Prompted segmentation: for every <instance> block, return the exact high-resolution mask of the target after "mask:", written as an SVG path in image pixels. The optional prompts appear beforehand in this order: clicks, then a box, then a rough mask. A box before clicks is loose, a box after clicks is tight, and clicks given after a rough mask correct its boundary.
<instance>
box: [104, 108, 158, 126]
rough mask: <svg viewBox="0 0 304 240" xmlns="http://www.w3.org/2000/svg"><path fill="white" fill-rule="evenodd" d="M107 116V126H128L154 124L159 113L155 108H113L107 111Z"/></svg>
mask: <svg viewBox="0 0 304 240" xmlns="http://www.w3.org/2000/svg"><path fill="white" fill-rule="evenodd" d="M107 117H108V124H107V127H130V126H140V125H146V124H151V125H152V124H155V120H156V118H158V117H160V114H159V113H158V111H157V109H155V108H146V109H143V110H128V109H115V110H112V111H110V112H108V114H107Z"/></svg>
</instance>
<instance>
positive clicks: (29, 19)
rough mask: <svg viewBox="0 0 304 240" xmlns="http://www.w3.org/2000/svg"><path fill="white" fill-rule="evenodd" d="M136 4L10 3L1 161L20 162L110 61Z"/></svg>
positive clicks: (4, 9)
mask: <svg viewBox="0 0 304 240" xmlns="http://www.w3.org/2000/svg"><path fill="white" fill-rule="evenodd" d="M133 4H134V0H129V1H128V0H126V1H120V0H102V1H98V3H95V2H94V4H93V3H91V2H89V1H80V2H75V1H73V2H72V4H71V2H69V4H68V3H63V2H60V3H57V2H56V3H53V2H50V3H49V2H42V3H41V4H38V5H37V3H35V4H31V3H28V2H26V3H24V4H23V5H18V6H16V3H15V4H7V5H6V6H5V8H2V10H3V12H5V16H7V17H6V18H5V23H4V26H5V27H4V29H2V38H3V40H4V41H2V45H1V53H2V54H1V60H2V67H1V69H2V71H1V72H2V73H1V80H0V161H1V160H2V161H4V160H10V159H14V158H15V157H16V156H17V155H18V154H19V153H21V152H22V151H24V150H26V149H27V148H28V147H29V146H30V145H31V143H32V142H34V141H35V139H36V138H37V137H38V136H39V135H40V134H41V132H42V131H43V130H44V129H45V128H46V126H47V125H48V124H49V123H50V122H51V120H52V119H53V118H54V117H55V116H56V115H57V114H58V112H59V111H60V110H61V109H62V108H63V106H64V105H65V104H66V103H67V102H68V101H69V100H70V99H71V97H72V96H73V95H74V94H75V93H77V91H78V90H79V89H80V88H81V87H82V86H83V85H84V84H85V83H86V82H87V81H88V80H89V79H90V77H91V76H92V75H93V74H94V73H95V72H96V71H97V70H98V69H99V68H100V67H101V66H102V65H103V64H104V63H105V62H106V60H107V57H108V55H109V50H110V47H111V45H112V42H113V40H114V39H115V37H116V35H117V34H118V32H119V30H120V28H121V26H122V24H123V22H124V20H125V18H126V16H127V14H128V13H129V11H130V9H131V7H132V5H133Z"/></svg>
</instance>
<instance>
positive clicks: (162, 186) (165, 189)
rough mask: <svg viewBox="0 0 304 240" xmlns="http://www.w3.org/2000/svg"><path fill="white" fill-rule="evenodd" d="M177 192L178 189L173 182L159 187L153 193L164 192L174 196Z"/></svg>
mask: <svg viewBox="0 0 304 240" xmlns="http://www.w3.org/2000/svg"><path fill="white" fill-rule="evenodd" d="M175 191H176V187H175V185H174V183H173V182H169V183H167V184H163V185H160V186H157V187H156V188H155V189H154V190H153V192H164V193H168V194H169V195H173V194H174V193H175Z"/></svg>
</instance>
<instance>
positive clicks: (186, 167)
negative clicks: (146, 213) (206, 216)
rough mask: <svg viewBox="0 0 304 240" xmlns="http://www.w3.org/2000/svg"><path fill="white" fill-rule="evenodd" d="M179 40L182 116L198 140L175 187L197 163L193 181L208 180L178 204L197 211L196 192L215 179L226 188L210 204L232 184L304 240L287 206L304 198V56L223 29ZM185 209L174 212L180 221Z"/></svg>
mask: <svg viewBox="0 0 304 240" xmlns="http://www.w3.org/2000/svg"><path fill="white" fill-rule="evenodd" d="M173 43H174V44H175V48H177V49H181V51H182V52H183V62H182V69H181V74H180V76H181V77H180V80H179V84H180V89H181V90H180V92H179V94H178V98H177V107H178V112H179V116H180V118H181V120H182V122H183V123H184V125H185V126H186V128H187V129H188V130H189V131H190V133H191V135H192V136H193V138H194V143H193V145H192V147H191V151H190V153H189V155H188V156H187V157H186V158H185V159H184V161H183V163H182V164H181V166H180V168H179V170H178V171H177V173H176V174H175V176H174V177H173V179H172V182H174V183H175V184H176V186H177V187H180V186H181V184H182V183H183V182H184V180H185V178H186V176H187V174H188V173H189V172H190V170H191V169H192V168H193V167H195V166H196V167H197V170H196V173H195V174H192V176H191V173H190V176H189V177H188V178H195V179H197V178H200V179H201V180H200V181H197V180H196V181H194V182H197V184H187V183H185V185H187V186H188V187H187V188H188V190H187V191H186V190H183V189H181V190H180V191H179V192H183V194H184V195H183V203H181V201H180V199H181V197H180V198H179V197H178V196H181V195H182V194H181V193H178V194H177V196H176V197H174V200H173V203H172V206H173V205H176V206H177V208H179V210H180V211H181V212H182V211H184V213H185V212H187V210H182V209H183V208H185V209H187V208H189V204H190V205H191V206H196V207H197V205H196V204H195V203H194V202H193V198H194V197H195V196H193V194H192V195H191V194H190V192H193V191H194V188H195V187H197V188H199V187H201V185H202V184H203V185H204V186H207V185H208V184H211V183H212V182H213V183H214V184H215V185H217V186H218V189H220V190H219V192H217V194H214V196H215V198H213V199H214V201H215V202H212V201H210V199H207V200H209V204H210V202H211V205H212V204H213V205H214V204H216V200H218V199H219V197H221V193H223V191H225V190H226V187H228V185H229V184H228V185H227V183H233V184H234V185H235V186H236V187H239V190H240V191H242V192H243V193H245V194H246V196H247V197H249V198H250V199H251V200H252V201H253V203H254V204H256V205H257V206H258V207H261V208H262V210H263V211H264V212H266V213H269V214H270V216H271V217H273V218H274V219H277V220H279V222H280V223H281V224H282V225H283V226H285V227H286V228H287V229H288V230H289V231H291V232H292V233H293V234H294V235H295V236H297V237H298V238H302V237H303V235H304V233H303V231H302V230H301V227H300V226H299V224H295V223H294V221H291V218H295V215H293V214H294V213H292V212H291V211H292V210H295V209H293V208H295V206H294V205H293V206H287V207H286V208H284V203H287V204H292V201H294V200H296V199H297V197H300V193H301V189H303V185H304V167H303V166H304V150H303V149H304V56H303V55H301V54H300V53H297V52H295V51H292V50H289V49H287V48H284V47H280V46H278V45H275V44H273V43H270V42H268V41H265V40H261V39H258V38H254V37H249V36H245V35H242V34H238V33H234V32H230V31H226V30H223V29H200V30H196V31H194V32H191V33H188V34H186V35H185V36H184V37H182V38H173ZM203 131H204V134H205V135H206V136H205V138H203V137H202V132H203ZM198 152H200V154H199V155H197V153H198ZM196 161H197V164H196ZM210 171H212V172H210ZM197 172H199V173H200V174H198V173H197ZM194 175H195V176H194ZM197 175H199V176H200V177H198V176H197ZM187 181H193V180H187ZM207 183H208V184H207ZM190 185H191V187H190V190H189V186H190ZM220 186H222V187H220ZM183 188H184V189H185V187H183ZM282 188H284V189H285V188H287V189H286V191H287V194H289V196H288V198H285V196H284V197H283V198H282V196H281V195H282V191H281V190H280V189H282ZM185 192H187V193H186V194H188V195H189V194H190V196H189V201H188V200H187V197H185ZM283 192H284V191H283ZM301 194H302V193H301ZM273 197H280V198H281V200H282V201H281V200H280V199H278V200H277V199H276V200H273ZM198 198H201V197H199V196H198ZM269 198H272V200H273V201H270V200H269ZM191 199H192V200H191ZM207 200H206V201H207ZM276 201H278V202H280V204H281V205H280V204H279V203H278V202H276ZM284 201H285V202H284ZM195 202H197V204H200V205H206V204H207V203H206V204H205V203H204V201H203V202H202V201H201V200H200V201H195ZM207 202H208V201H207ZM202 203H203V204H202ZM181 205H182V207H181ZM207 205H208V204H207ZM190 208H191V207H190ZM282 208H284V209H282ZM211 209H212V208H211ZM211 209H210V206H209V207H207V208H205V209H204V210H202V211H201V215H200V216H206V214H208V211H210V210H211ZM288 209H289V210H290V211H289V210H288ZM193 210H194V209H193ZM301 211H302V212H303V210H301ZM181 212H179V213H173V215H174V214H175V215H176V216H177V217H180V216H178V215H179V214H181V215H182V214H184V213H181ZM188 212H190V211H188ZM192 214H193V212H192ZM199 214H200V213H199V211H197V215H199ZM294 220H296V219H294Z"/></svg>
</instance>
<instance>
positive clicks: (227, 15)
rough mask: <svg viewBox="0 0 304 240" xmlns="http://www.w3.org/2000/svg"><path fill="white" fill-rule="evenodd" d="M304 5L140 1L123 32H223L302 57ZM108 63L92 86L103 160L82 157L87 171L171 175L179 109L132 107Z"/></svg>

Directions for this task: Select every line of the material that contains the string "clicks", matching case exactly, and copy each one.

Expected answer:
Prompted segmentation: for every <instance> block, return the exact high-resolution mask of the target after "mask:", written as an SVG path in image pixels. The optional prompts appear beforehand in this order: clicks, then a box, then a rough mask. A box before clicks is loose, a box after clicks is tight, and clicks given after a rough mask correct its boundary.
positive clicks: (29, 19)
positive clicks: (4, 9)
positive clicks: (162, 186) (165, 189)
positive clicks: (186, 167)
negative clicks: (146, 213) (206, 216)
positive clicks: (227, 15)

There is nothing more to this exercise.